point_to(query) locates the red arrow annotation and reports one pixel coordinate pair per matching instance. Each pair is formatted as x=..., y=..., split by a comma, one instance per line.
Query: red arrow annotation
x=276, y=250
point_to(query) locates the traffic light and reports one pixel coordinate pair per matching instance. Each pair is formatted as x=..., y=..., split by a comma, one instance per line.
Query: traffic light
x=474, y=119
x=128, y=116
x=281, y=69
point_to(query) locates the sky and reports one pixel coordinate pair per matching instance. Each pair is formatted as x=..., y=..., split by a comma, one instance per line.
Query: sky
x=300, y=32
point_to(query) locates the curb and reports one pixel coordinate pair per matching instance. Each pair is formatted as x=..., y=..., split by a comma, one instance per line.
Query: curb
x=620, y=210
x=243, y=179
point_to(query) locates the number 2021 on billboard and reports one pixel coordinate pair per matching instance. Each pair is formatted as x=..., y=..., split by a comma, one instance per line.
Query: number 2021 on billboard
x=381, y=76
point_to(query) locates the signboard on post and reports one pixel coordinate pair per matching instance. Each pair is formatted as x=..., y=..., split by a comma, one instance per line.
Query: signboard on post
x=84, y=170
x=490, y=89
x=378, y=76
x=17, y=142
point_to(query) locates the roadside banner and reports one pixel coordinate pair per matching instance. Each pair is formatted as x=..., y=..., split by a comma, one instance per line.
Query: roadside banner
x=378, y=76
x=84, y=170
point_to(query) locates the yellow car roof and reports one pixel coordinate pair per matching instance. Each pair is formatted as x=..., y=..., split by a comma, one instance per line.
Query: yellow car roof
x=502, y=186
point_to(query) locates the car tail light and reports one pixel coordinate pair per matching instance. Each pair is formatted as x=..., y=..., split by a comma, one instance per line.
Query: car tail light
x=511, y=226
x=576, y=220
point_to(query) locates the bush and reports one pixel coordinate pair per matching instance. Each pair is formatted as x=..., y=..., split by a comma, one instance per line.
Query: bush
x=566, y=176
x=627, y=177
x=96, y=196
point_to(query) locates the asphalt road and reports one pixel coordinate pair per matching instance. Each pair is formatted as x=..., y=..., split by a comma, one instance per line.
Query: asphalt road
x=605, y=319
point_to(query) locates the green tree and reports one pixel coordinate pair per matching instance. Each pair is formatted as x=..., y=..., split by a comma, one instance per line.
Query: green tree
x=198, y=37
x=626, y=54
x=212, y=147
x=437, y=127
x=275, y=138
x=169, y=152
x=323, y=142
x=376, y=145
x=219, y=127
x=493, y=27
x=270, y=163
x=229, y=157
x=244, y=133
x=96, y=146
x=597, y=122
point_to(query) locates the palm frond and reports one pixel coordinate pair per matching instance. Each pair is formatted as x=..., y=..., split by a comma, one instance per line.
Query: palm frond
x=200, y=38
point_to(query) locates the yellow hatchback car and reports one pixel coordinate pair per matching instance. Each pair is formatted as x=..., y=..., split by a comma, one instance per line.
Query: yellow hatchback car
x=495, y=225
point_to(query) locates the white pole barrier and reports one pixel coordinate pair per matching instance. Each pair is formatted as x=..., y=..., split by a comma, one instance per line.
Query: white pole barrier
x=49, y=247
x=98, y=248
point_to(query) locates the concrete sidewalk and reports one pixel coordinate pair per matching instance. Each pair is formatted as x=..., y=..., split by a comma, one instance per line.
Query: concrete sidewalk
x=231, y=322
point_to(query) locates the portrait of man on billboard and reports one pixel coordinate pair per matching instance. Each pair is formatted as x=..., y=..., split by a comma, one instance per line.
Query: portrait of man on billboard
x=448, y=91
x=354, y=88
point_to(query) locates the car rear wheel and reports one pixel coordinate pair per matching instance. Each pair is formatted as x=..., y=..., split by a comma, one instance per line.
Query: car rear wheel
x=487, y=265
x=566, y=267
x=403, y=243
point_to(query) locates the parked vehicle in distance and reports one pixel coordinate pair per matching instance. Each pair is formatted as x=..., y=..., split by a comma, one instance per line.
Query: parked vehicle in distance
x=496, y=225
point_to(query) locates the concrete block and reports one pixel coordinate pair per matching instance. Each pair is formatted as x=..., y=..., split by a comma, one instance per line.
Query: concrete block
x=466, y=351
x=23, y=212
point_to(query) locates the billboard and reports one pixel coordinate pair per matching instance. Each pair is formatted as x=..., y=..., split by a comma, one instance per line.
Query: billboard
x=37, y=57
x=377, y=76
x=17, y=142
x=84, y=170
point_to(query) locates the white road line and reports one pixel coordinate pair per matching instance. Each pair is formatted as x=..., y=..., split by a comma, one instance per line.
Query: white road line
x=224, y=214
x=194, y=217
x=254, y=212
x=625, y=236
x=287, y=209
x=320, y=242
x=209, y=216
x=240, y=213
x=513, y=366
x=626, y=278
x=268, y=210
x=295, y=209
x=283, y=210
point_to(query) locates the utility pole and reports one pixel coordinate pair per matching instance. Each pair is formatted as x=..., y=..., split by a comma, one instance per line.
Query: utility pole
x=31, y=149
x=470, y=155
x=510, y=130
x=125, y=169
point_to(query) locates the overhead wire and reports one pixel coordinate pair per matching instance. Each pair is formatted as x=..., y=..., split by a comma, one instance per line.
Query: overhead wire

________________________

*Exercise brief*.
Print all of the data above again, reproducing every line without any change.

*Result of the exercise*.
point_to(query) locates the red arrow annotation and reports one pixel coordinate pair per matching instance. Each pair is formatted as x=..., y=..., split by a comma, one instance per line.
Query: red arrow annotation
x=276, y=250
point_to(query) locates the traffic light and reports one pixel coordinate pair per matching instance. Each pair is formatted as x=..., y=..., split by a comma, one instance per line.
Query: traffic light
x=474, y=119
x=128, y=116
x=281, y=69
point_to(query) locates the sky and reports one pixel coordinate pair per matching instance. Each pair is formatted as x=..., y=..., split by a comma, one instance per line.
Query: sky
x=300, y=32
point_to(query) locates the curb and reports one pixel coordinate pair per matching instance. Each pair is formatted as x=..., y=..., split by a comma, one instance per line.
Query: curb
x=620, y=210
x=243, y=179
point_to(query) locates the number 2021 on billboard and reports one pixel coordinate pair per matching instance. Each pair is formatted as x=..., y=..., split by a comma, one instance per line.
Query: number 2021 on billboard
x=381, y=76
point_to(query) locates the signboard on post and reports one pixel coordinate pair per matching instance. Each pair is formatted as x=..., y=..., split by a comma, one instance per line.
Query: signboard on post
x=84, y=170
x=490, y=89
x=378, y=76
x=17, y=142
point_to(query) locates the roadside banner and reports one pixel coordinate pair per matching instance. Each pair is formatted as x=..., y=..., split by a comma, one instance per line.
Query: roadside banner
x=378, y=76
x=84, y=170
point_to(query) locates the yellow car roof and reports one pixel coordinate pair per matching instance. Each pair is formatted as x=..., y=..., split by a comma, one instance per line.
Query: yellow car roof
x=502, y=186
point_to(query) locates the car tail light and reports one pixel coordinate pair per matching instance. Each pair is formatted as x=..., y=..., split by a comma, one instance per line.
Query: car tail light
x=511, y=226
x=576, y=220
point_to(query) locates the bush and reports one pixel coordinate pair per matching instance. Each pair is formatted as x=..., y=..., split by a comma, one instance per line.
Query: bush
x=566, y=176
x=627, y=177
x=96, y=196
point_to(query) locates the asphalt road and reports one pixel coordinate pair per matching instance. Each pair is formatted as x=..., y=..., split by a comma, one instance per line.
Query: asphalt road
x=605, y=319
point_to(query) locates the green tree and reports one pixel coordinate pair per matching instance. Each pair is formatted as x=..., y=..., split by a comma, one instance per line.
Query: green tree
x=198, y=37
x=626, y=54
x=212, y=147
x=437, y=127
x=275, y=138
x=169, y=152
x=323, y=142
x=376, y=145
x=219, y=127
x=493, y=27
x=270, y=163
x=229, y=157
x=244, y=133
x=96, y=146
x=597, y=122
point_to(query) locates the palm frond and reports one pixel coordinate pair per matching instance. Each pair is formatted as x=..., y=..., split by a comma, one instance per line.
Query: palm frond
x=200, y=38
point_to(query) locates the yellow hatchback car and reports one pixel coordinate pair per matching instance. Each pair is formatted as x=..., y=..., split by a comma, one instance per line.
Query: yellow hatchback car
x=495, y=225
point_to(query) locates the white pole barrier and reports one pixel coordinate pair per matching instance. Each pair is formatted as x=..., y=..., split by a comma, one instance per line.
Query: white pole barrier
x=49, y=247
x=98, y=248
point_to(query) locates the concrete sidewalk and reports one pixel coordinate pair per matching instance. Each pair is formatted as x=..., y=..., split by a comma, one instance per line.
Query: concrete sidewalk
x=231, y=322
point_to(query) locates the portrait of man on billboard and reports one pixel coordinate pair per matching instance. Each pair is formatted as x=..., y=..., split by a comma, one instance per line.
Query: portrait of man on billboard
x=448, y=91
x=354, y=88
point_to(query) locates the car rear wheel and reports one pixel coordinate pair per matching instance. Each pair is formatted as x=..., y=..., split by a comma, one instance per line.
Query: car rear wheel
x=487, y=265
x=566, y=267
x=403, y=243
point_to(query) locates the parked vehicle in distance and reports one pixel coordinate pair per matching instance. Each pair is formatted as x=..., y=..., split by a comma, one instance per line.
Query: parked vehicle in distance
x=496, y=225
point_to(query) locates the concrete block and reports one pixel coordinate pair per matching instance. Each pair is formatted as x=..., y=..., split by a comma, one instance per line.
Query: concrete block
x=466, y=351
x=23, y=212
point_to(query) locates the billboard and reports one pixel coordinate pair per matching instance. Each pair is formatted as x=..., y=..., split by a comma, one instance per line.
Query: billboard
x=37, y=57
x=377, y=76
x=17, y=142
x=84, y=170
point_to(query) locates the white road line and reports one pixel coordinate pair per matching instance. Each pair is formatted as x=..., y=..., split by a comma, one instance per line.
Query: white road line
x=224, y=214
x=194, y=217
x=254, y=212
x=625, y=236
x=287, y=209
x=320, y=242
x=209, y=216
x=240, y=213
x=513, y=366
x=626, y=278
x=268, y=210
x=295, y=209
x=283, y=210
point_to(query) locates the utility pole and reports one pixel coordinate pair per matching instance. Each pair is formatted as x=..., y=..., split by a comma, one instance per line.
Query: utility pole
x=31, y=149
x=470, y=155
x=510, y=130
x=125, y=169
point_to(query) locates the overhead wire and reports one pixel coordinate pair per matching instance. Each pair is formatted as x=..., y=..., split by a comma, one instance per line.
Query: overhead wire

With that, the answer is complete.